What you will do =
- a) Rewrite the passage on liquid-level measurement from "A standard level-measurement system" to "the gas side.", replacing "vessel" with "tank".
- b) Continue the passage on liquid-level measurement from where it stops.

Given passage =
*-*-*
A standard level-measurement system uses a DP cell attached to the vessel at two points: one in the vapor space above the liquid and the second in the liquid at its lower level position; Figure 1 shows this connection to a collector tray in a distillation tower. The usefulness of the level signal depends upon the accuracy, precision and reliability of the cell. If the liquid is prone to plugging, then the impulse lines from the DP cell to the vessel may clog, causing inaccurate readings.

Adding purges to either or both taps (Figure 1), as required, can keep the lines clean. Typical installations use restriction orifices (RO) in the purge lines to prevent excessive flows. Even so, the pressure drop from the purge connection point to the vessel can cause incorrect level readings —falsely high if the pressure drop is on the liquid side and falsely low if the pressure drop is on the gas side.

Figure 1

Figure 1. Addition of gas and liquid purges to a standard level-measurement configuration can prevent clogging. (Click to enlarge)

Finding purge fluids compatible with the process and equipment may pose challenges. Nitrogen gas is frequently available and may be suitable if it can be removed later. The liquid stream tends to be more difficult. Often the only compatible one is the actual process liquid itself. As long as existing pumped streams can be used, this may be feasible. However, incompatible liquids, density differences caused by cooled purge streams, and flashing liquids all can create major problems.

If you’re okay with adding gas to the process, you do have another choice — a bubbler installation (Figure 2). A controlled gas stream is injected into a tube that descends into the process liquid. The flow rate and differential pressure between the gas and the vessel provide an indication of liquid level.

Figure 2

Figure 2. A bubbler may work better than a purged DP cell and won’t use any more gas. (Click to enlarge)
*-*-*
Dataset extract =

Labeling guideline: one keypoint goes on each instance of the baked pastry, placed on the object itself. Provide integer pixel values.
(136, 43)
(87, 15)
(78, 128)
*-*-*
Responses to the exercise =
- a)
A standard level-measurement system uses a DP cell attached to the tank at two points: one in the vapor space above the liquid and the second in the liquid at its lower level position; Figure 1 shows this connection to a collector tray in a distillation tower. The usefulness of the level signal depends upon the accuracy, precision and reliability of the cell. If the liquid is prone to plugging, then the impulse lines from the DP cell to the tank may clog, causing inaccurate readings.

Adding purges to either or both taps (Figure 1), as required, can keep the lines clean. Typical installations use restriction orifices (RO) in the purge lines to prevent excessive flows. Even so, the pressure drop from the purge connection point to the tank can cause incorrect level readings —falsely high if the pressure drop is on the liquid side and falsely low if the pressure drop is on the gas side.

- b)
Bubbler systems require accurate pressure measurement and flow control and a constant composition gas stream. They have more sources of error than a straightforward DP cell but may work better than a purged DP cell.

Many instrumentation engineers avoid bubblers in fouling services because the gas rate required to keep the bubbler from fouling is high. However, you should compare the bubbler gas requirement to the purged DP cell instead of to a standard DP cell.

There’s no difference between the gas rate required to keep a purged connection clear and that needed to keep a bubbler operating. Bubblers have been used in extremely fouling services with great success. Just keep the vapor rate high enough to keep them clean.

While installation is more expensive than for a conventional DP cell, the cost is much lower than buying a nuclear device for high-temperature liquid services. Additionally, you avoid the increasing regulatory burden of keeping track of nuclear sources. Of course, some applications definitely demand gamma ray or neutron backscatter but most level measurements can get by with other means. Consider the bubbler when process choices allow it.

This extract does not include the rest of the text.